▸ Objective: Reproduce verbatim the lines of the material from the line containing "of the crowd" through the end of the material, inclusive.

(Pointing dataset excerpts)
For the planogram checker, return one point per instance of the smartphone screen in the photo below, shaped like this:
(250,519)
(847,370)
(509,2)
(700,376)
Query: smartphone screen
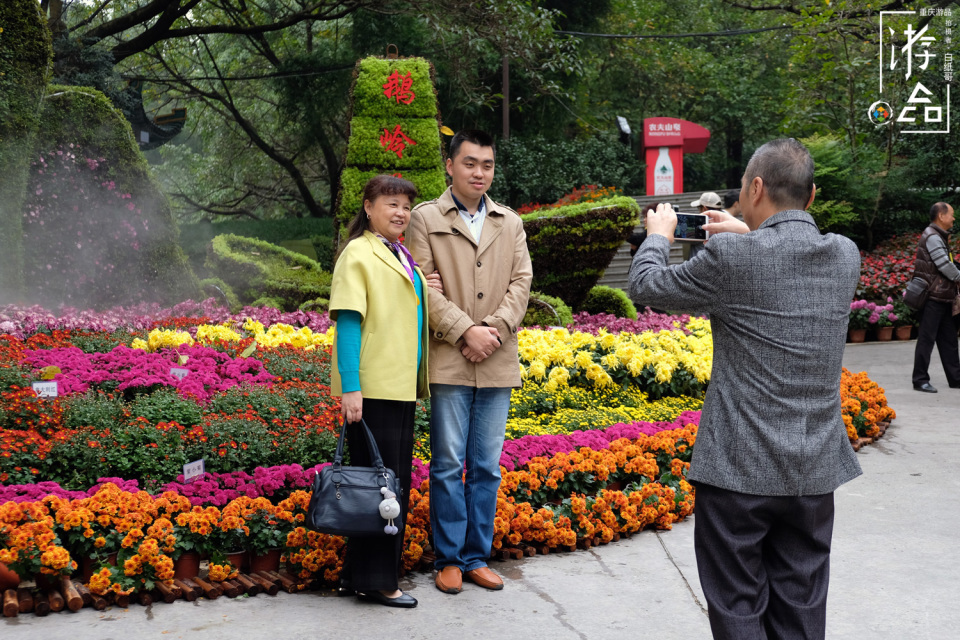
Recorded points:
(690,227)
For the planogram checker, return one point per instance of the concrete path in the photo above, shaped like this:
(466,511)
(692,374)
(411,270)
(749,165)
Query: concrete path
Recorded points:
(894,569)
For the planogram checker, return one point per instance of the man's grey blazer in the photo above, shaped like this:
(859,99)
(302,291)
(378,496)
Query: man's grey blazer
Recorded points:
(779,301)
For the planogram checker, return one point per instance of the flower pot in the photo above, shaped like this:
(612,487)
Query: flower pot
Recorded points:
(8,578)
(857,335)
(239,559)
(187,565)
(269,561)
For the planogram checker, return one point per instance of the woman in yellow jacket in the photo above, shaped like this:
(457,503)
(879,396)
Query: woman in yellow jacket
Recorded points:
(379,365)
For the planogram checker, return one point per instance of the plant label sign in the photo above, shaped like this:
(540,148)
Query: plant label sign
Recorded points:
(179,373)
(46,389)
(193,471)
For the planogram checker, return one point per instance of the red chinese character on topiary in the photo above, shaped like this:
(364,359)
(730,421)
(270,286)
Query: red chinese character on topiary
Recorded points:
(398,87)
(395,141)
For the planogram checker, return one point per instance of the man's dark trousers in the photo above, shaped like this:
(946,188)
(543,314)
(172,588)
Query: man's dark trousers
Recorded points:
(764,563)
(936,325)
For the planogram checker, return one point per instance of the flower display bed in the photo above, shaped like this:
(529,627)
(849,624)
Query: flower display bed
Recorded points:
(599,442)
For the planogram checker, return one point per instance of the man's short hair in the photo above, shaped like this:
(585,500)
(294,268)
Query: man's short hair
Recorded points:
(477,137)
(937,209)
(786,168)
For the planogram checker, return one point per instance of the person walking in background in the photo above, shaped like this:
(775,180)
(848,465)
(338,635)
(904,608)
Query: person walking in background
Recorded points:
(480,250)
(380,365)
(771,446)
(935,265)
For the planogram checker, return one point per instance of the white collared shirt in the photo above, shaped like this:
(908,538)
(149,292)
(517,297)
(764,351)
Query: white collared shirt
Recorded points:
(474,222)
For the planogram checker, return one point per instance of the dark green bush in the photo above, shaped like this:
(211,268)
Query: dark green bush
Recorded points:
(166,405)
(546,311)
(194,238)
(534,169)
(257,270)
(92,409)
(261,400)
(603,299)
(217,288)
(232,444)
(571,246)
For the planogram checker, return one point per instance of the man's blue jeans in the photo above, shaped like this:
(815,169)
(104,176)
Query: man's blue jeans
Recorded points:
(467,425)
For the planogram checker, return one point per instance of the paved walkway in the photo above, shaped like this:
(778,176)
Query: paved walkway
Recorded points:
(895,564)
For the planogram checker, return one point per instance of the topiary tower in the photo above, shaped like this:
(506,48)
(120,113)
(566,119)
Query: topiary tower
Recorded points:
(25,55)
(394,129)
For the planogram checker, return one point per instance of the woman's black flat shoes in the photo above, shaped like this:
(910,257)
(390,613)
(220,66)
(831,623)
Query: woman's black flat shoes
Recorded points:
(404,601)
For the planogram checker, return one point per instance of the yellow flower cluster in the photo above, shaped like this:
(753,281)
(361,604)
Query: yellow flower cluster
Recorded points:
(560,358)
(213,332)
(284,334)
(276,335)
(161,338)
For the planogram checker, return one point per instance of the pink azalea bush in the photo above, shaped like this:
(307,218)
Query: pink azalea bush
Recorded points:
(210,370)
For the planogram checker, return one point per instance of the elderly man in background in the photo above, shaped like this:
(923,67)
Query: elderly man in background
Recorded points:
(935,265)
(771,446)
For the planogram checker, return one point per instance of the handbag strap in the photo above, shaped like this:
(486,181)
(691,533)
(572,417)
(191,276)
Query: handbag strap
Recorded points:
(372,449)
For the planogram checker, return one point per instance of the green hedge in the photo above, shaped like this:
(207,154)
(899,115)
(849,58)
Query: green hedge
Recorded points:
(196,237)
(546,311)
(602,299)
(25,55)
(369,98)
(373,114)
(258,270)
(571,246)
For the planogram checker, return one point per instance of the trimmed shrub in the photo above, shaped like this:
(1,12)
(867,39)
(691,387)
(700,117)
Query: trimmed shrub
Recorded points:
(25,54)
(217,288)
(394,129)
(257,270)
(546,311)
(416,97)
(603,299)
(196,237)
(571,246)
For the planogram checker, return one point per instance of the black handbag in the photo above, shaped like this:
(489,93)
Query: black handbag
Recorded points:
(346,500)
(916,293)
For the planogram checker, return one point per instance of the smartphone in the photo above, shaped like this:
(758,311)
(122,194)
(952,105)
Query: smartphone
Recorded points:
(690,227)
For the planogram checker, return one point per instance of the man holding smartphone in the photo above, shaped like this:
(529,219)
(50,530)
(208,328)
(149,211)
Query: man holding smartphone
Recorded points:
(771,447)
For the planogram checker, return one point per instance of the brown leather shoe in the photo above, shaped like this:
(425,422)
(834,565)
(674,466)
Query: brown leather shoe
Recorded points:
(484,577)
(449,580)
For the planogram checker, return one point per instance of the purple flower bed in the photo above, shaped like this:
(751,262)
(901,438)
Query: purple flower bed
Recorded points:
(518,452)
(22,322)
(210,370)
(646,321)
(218,489)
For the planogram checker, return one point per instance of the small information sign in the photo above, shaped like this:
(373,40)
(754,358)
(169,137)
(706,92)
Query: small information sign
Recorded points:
(179,373)
(46,389)
(193,471)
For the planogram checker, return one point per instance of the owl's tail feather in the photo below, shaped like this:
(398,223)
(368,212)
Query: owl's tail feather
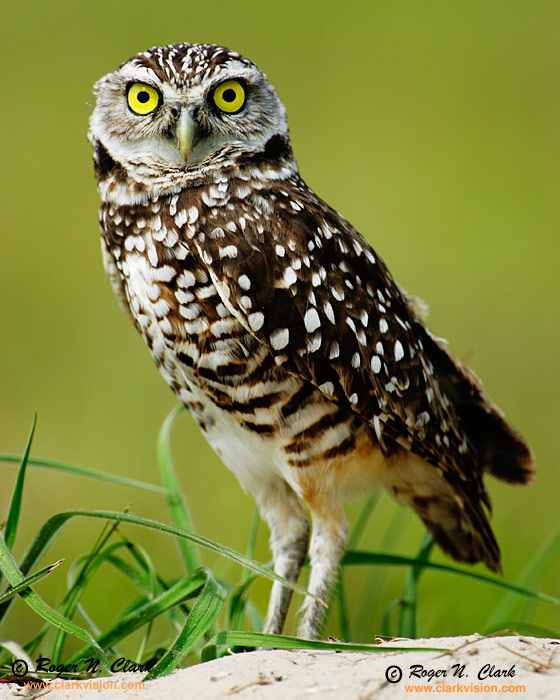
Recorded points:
(502,451)
(450,508)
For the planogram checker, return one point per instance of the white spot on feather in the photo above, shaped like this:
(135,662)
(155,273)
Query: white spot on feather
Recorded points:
(280,338)
(311,320)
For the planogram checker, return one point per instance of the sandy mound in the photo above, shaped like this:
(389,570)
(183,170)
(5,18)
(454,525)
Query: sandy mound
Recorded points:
(482,667)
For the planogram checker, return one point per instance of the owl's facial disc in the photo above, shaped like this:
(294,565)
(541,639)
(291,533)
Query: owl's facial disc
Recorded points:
(184,111)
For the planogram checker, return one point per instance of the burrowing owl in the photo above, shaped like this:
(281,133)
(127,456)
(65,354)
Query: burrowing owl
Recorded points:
(307,367)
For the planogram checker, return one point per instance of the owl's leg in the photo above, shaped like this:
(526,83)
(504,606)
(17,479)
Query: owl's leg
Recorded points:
(328,540)
(289,541)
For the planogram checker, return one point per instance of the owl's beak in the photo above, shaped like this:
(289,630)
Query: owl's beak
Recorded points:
(185,129)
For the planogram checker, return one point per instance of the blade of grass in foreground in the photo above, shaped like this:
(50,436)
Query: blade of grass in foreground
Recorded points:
(202,616)
(15,505)
(408,613)
(175,500)
(13,574)
(51,528)
(145,612)
(29,581)
(273,641)
(549,550)
(358,557)
(85,471)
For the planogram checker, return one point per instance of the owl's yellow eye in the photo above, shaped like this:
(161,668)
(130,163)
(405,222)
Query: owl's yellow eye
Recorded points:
(142,99)
(229,96)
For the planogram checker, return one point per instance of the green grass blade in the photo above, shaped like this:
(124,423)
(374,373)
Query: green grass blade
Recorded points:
(91,564)
(238,602)
(352,558)
(143,614)
(203,615)
(547,553)
(13,574)
(86,472)
(29,581)
(408,617)
(272,641)
(51,528)
(17,495)
(175,500)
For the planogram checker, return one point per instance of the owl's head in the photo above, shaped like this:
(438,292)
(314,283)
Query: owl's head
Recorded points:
(184,110)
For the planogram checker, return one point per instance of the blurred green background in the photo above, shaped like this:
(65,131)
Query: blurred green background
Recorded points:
(432,126)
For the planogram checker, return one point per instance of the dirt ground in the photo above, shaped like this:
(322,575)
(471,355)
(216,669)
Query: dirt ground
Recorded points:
(520,667)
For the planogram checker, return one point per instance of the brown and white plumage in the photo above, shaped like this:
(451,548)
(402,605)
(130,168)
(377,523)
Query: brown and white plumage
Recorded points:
(274,321)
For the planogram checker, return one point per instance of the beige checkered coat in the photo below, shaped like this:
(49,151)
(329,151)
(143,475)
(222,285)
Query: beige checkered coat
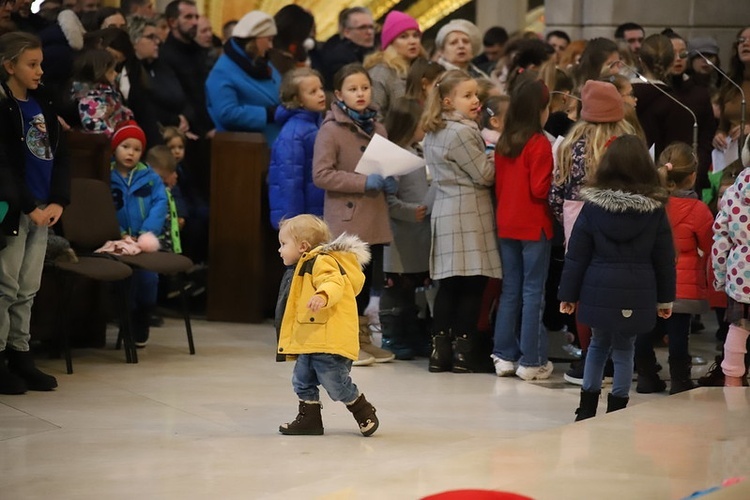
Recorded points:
(464,241)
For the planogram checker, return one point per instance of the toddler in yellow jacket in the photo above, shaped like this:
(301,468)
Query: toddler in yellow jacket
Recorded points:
(321,324)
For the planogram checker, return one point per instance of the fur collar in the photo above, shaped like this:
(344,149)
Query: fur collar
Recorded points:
(349,243)
(620,201)
(72,28)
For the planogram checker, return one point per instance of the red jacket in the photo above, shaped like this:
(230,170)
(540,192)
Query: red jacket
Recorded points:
(522,185)
(691,222)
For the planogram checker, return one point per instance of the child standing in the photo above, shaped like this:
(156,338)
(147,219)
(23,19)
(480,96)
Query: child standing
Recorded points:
(34,181)
(354,203)
(692,223)
(141,203)
(406,261)
(729,255)
(523,161)
(100,105)
(320,321)
(619,266)
(291,190)
(463,253)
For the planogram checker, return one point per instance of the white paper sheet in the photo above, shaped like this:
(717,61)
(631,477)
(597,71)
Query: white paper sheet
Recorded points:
(385,158)
(721,159)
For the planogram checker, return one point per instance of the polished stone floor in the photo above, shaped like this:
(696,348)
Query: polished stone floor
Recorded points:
(177,426)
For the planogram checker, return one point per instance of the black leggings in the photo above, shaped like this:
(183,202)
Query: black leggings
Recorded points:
(458,304)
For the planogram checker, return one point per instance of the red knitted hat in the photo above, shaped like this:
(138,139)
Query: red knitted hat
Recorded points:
(602,103)
(128,130)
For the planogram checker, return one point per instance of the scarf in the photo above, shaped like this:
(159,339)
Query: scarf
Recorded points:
(257,68)
(365,119)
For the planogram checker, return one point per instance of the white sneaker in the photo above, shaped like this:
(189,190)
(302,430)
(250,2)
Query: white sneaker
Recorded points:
(535,372)
(503,368)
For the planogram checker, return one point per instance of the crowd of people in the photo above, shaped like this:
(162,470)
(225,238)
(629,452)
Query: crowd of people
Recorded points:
(538,151)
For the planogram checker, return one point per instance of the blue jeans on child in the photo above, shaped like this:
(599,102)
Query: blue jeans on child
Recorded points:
(525,266)
(622,348)
(21,264)
(329,370)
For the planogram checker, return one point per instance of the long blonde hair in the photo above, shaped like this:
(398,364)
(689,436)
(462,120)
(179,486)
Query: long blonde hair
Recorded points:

▸ Result:
For the planogram checker, return one point per instance of the crowd of people in the photo above, shaped like this:
(162,470)
(225,238)
(629,452)
Query: crowd of people
Recorded points:
(538,151)
For the planogram checker, return one point per instance of the blue jeans on child in the photo above, shaped like this:
(599,102)
Query: blue jeans on child
Recorded points:
(525,266)
(622,348)
(21,264)
(329,370)
For the planogram checker, return one point per instance of the long blonde hair in the photo above, shaped like this:
(398,364)
(689,436)
(462,120)
(179,486)
Query: long blonde hair
Recorded points:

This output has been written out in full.